• **Problem to work on**
Check each line of the records below and collect those holding "bucket".

Available data Start Marker

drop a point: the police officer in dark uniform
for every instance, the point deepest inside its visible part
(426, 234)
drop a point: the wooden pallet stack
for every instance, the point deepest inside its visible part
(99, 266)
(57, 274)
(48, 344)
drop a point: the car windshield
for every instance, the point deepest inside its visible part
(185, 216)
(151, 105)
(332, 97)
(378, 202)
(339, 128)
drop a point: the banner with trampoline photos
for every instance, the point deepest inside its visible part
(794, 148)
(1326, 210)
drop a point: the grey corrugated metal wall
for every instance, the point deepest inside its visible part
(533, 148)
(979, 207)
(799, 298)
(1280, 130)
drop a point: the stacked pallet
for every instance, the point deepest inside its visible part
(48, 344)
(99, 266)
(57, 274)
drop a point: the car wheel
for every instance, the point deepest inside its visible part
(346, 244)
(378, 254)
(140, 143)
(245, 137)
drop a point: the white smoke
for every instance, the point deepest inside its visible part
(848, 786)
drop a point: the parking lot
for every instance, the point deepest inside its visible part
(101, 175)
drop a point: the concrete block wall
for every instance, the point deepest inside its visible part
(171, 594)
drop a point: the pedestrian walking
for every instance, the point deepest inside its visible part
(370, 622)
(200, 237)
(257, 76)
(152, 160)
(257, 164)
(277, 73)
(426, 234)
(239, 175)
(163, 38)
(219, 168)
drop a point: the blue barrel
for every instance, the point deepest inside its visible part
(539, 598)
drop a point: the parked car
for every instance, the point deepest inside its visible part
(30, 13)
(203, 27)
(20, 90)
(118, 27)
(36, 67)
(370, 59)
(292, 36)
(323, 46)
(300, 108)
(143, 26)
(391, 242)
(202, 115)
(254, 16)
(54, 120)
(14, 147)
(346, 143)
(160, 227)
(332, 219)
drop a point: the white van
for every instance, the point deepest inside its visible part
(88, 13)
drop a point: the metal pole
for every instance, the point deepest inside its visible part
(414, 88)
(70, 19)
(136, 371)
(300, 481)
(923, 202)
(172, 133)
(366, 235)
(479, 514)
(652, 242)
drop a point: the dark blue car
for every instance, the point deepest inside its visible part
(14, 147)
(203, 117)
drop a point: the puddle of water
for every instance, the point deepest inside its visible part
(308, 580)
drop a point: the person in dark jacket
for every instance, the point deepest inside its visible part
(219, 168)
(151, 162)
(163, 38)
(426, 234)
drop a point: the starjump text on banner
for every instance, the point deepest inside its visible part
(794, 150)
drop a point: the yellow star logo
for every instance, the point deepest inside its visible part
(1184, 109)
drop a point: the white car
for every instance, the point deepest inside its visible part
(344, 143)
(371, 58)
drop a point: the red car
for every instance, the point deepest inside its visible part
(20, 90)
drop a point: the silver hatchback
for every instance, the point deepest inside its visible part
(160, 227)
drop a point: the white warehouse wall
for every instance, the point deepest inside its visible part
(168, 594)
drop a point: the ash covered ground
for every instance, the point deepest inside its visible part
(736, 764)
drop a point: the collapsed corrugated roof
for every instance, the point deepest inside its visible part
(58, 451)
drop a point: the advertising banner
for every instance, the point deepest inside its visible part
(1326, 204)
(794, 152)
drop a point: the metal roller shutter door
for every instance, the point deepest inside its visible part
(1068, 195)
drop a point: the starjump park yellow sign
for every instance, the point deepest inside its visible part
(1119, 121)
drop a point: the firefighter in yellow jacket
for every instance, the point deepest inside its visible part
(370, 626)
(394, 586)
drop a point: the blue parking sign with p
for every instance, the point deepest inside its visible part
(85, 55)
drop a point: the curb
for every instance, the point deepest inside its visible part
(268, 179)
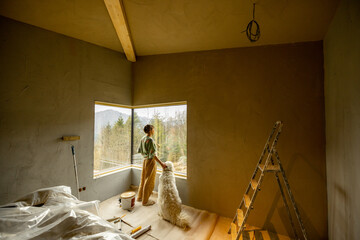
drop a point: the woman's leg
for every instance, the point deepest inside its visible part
(141, 187)
(149, 181)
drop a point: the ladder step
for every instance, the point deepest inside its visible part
(254, 184)
(233, 231)
(240, 215)
(247, 200)
(269, 167)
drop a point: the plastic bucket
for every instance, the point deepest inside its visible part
(127, 200)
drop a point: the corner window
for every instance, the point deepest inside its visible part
(118, 131)
(170, 134)
(112, 138)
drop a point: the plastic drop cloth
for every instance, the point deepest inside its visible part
(53, 213)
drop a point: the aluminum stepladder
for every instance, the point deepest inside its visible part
(238, 225)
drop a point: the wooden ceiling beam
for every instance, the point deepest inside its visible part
(118, 17)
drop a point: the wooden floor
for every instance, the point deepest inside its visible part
(203, 224)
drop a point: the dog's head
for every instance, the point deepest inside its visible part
(169, 166)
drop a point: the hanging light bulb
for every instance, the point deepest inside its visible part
(253, 28)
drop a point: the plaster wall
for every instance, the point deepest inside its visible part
(342, 106)
(234, 97)
(48, 86)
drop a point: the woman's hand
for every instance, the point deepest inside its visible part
(163, 165)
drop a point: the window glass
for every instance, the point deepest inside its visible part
(170, 133)
(112, 138)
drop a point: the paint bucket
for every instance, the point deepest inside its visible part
(127, 200)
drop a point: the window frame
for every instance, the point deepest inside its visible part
(132, 165)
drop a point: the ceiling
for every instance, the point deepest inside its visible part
(170, 26)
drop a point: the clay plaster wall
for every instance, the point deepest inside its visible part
(342, 102)
(48, 85)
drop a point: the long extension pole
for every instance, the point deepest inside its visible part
(75, 170)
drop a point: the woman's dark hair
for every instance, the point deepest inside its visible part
(148, 128)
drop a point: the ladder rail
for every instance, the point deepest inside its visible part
(286, 206)
(263, 169)
(277, 127)
(257, 166)
(292, 199)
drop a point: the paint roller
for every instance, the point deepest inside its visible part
(74, 138)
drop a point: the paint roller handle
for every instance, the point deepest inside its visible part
(73, 150)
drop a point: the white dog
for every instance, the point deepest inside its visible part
(168, 200)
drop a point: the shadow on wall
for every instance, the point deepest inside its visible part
(309, 227)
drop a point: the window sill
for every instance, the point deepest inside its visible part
(112, 171)
(158, 171)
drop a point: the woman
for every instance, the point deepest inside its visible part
(147, 148)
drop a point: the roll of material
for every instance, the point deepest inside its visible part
(141, 232)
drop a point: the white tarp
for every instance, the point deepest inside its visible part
(53, 213)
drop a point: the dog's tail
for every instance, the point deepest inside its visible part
(182, 220)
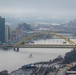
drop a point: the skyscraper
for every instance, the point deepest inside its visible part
(2, 30)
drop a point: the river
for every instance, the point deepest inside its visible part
(11, 60)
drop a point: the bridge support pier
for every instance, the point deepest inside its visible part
(16, 49)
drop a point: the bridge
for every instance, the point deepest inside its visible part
(21, 44)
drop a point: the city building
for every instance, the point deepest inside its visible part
(2, 30)
(7, 34)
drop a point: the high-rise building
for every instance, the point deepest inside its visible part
(7, 34)
(2, 30)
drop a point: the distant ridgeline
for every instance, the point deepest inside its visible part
(70, 57)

Available data End Marker

• **Reply to the exercise**
drop a point: the plastic bucket
drop a point: the paint bucket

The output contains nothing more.